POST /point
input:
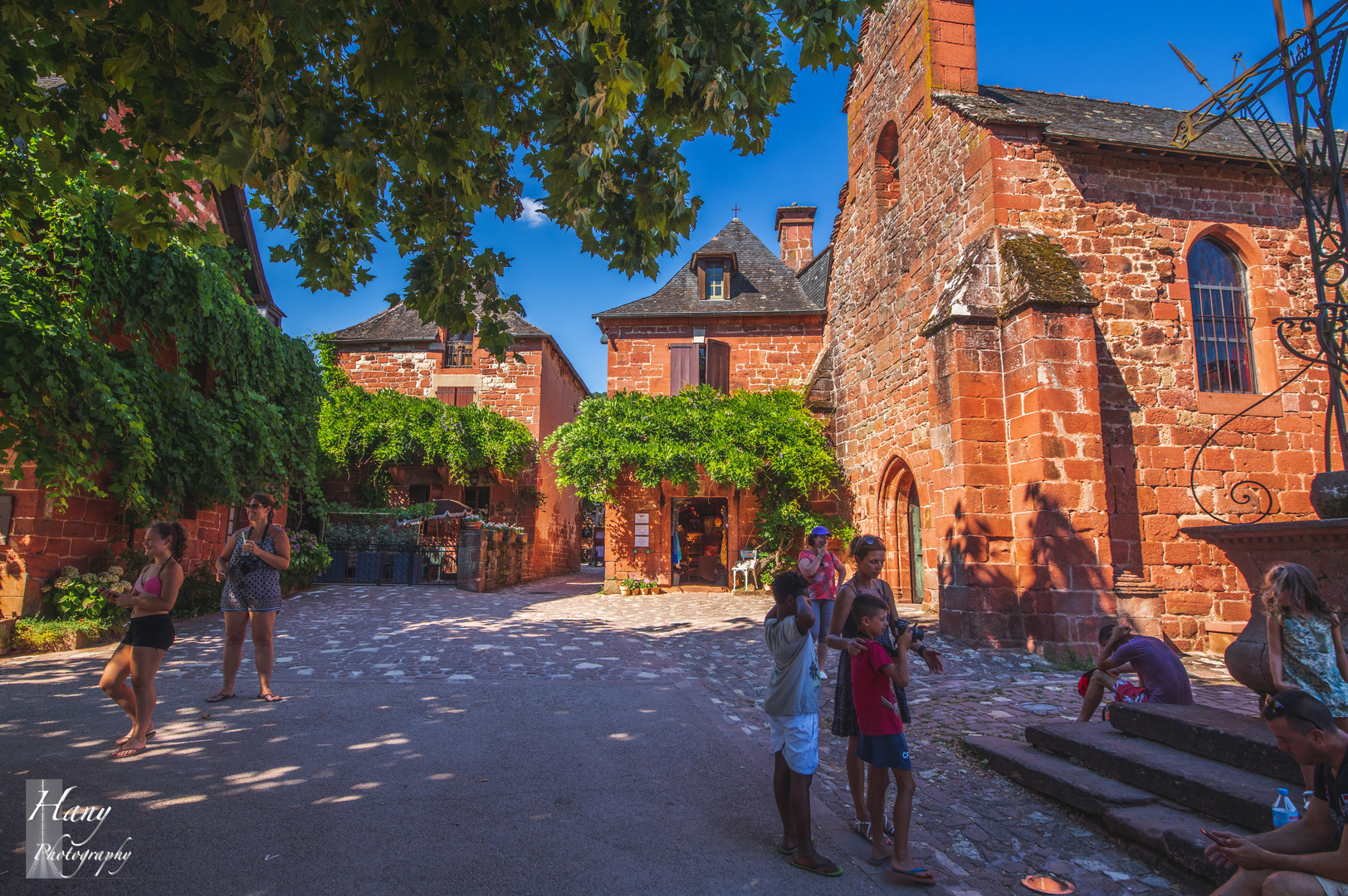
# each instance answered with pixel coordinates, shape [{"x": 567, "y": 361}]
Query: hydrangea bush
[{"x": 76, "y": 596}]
· · · ·
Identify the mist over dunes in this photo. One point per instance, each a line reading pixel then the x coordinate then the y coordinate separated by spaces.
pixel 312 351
· · · ·
WHAT YOU HAVE TO DO
Return verbatim the rows starting at the line that contains "Identify the mist" and ending at the line that contains "pixel 312 351", including both of those lines.

RESULT OF THE TASK
Identify the mist over dunes in this photo. One point per instance, each a line reading pixel then the x coordinate then the y coordinate separated by spaces.
pixel 312 351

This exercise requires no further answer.